Dataset entries:

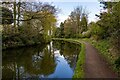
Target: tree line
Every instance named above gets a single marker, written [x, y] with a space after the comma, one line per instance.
[106, 28]
[26, 23]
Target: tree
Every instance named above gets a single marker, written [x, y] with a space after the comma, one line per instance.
[83, 23]
[7, 17]
[62, 30]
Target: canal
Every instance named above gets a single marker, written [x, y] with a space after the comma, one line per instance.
[54, 60]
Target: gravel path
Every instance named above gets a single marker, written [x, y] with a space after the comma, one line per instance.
[95, 65]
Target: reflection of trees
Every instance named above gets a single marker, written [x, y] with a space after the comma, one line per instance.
[34, 60]
[69, 50]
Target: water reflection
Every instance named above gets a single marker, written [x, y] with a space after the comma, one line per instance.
[55, 60]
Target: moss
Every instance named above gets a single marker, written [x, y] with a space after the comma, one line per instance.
[79, 71]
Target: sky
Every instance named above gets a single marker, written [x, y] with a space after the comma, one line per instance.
[66, 8]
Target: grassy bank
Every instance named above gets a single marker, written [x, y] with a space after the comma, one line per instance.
[79, 71]
[105, 49]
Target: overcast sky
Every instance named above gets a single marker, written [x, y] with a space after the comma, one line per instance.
[66, 8]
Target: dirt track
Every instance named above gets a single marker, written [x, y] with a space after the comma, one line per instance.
[95, 65]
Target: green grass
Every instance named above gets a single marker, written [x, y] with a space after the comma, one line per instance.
[104, 47]
[79, 70]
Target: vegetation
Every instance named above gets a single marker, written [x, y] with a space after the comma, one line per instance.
[79, 71]
[27, 23]
[74, 25]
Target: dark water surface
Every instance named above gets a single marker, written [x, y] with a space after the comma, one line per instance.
[54, 60]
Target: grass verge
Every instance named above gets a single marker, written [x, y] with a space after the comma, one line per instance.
[79, 71]
[106, 51]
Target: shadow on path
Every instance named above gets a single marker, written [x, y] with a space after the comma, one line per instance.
[95, 65]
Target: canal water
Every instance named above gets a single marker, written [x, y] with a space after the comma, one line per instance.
[54, 60]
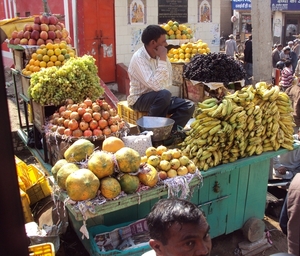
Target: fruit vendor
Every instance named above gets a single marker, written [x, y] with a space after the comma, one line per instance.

◆ **WHAT NEEDS TO BE DONE**:
In the data above, rename every "Target" to "Object" and reproduce the rest unchanged, leaving out the pictures.

◆ **FINAL RESULT**:
Object: tree line
Every instance named above gets a single marker, written [x, y] with a space after the comma, one line per instance.
[106, 28]
[26, 23]
Object: tree
Every instance named above gets a single marker, written [x, y] with a space after the comma, one line per instance.
[83, 23]
[7, 17]
[62, 30]
Object: canal
Every instance named above gets a single marker, written [x, y] with a space after the comma, one line per instance.
[54, 60]
Object: gravel path
Every instance named above gets a single marker, written [x, y] with a space after the comma, one line per instance.
[95, 65]
Object: reflection of trees
Every instance named above gets a single marker, written [x, y] with a space after the comma, one line per instance.
[34, 60]
[69, 50]
Object: water reflection
Every instance named above gets a single marker, written [x, y] with a space after the comma, one line per instance.
[55, 60]
Object: moss
Every instance named above gets a single marker, written [x, y] with a space after the comma, one line per instance.
[79, 71]
Object: sky
Every instance named above gets a single marker, written [x, y] with a space after the comma, one line per instance.
[66, 8]
Object: grassy bank
Every instance named above gets a single marker, written [x, y] with a space after the comma, one line per instance.
[79, 71]
[105, 49]
Object: overcast sky
Every instance named above gets a single marker, written [x, y] with a space after the comma, one line per instance.
[66, 8]
Object: dirt track
Every instance named above gets a single marker, written [x, y] with a space after the comma, one line per instance.
[95, 65]
Object: green grass
Every instance named above gets a single marker, written [x, y] with a space after the comma, one line per instance.
[104, 47]
[79, 70]
Object: vegetation
Every instance named above gets a single marker, written [x, y] with a space after the comma, one line per instance.
[79, 71]
[27, 23]
[74, 25]
Object: dark water surface
Every instance named above gets a single marker, written [x, y] with a space after the comma, one line per instance.
[54, 60]
Object: grass verge
Every instance named above gets a single marker, written [x, y] with a space after the comma, one line per instance.
[79, 71]
[106, 51]
Object: shadow on path
Every instance named above gets a single marker, written [x, y] with a space after the comma, one line per instance.
[95, 65]
Object: canal water
Every instance named above gets a single marker, written [x, y] with a space after the comma, one line per instance.
[54, 60]
Object: fruit vendor
Every instance named above gets a single marker, written [x, y] with a space after the comma, one line per instance.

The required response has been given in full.